Übungsaufgabe 1:
Tippe aus dem Forenthread über freigestellte Bilder in Corel den Abschnitt ab, der mit "## kirchel (26." anfängt und bis einschließlich "Beppone (26. August 2003)" geht.

# Freigestellte Bilder in Corel importieren?



## kirchel (26. August 2003)

Hallo an alle, ich bins mal wieder
Corel draw macht mich echt fertig, ich hab mal wieder ein Problem:
Wie füge ich ein freigestelltes Bild ein, ohne das die transparenten teile im Bild sichtbar werden. Ich hoffe ihr versteht was ich meine. Habs schon mit nem in PS erzeugten Beschneidungspfad versucht (als EPS naturlich) aber da hat Corel mir nur mist importiert.  Also wenn mir da jemand kurz sagen kann welches dateiformat usw ich brauche wäre ich ihm sehr dankbar.
machst gut 
Kirchel


----------



## Beppone (26. August 2003)

>Hallo an alle, ich bins mal wieder
>>Hi
>Corel draw macht mich echt fertig, ich hab mal wieder ein Problem:
>>das ist eine der best-entwickeltsten Funktionen unter CorelDraw
>Wie füge ich ein freigestelltes Bild ein, ohne das die transparenten teile im Bild sichtbar werden.
>>1. im Photoshop mit dem Pfadwerkzeug das Objekt freistellen
2. Pfad in der Pfade-Palette auswählen und über die Palettenoptionen als Beschneidungs / Freistellpfad definieren
3. als .tif abspeichern (TIFF's unterstützen Freistellpfade und Alphakanäle).

Zu bearbeitende Daten:
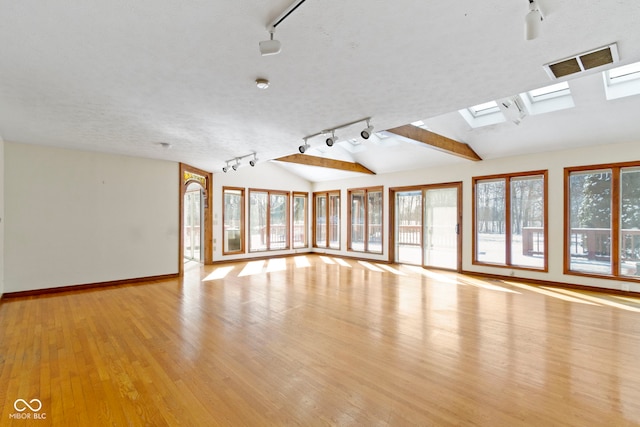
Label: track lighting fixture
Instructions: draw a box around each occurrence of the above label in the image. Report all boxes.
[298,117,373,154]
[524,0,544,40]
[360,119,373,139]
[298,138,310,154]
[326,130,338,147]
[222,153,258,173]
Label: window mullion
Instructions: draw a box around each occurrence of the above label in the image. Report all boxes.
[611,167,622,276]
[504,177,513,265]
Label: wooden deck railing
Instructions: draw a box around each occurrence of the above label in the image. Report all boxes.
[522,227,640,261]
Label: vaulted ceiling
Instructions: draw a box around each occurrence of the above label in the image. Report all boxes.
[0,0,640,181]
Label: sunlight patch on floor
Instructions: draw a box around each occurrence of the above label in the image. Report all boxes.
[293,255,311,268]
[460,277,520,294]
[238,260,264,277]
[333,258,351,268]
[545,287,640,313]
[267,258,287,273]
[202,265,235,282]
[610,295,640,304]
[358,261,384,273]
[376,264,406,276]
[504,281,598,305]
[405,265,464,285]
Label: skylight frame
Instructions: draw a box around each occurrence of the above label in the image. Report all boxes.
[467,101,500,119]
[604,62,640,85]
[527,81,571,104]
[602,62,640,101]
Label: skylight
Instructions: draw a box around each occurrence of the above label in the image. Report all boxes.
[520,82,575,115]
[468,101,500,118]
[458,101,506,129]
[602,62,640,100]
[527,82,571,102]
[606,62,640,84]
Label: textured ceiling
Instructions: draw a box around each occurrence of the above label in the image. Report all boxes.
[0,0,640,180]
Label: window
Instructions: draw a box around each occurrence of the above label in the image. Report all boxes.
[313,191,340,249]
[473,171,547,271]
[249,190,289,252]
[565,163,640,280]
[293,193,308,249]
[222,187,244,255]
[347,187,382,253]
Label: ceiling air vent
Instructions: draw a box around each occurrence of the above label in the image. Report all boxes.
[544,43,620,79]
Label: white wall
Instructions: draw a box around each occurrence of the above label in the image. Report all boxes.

Übungsaufgabe 2:
Zieh aus den Einträgen jede Zeile heraus, in der das Wort "skylight" vorkommt.

Schriftliche Antwort 1:
## kirchel (26. August 2003)

Hallo an alle, ich bins mal wieder
Corel draw macht mich echt fertig, ich hab mal wieder ein Problem:
Wie füge ich ein freigestelltes Bild ein, ohne das die transparenten teile im Bild sichtbar werden. Ich hoffe ihr versteht was ich meine. Habs schon mit nem in PS erzeugten Beschneidungspfad versucht (als EPS naturlich) aber da hat Corel mir nur mist importiert.  Also wenn mir da jemand kurz sagen kann welches dateiformat usw ich brauche wäre ich ihm sehr dankbar.
machst gut 
Kirchel


----------



## Beppone (26. August 2003)

Schriftliche Antwort 2:
Label: skylight frame
Label: skylight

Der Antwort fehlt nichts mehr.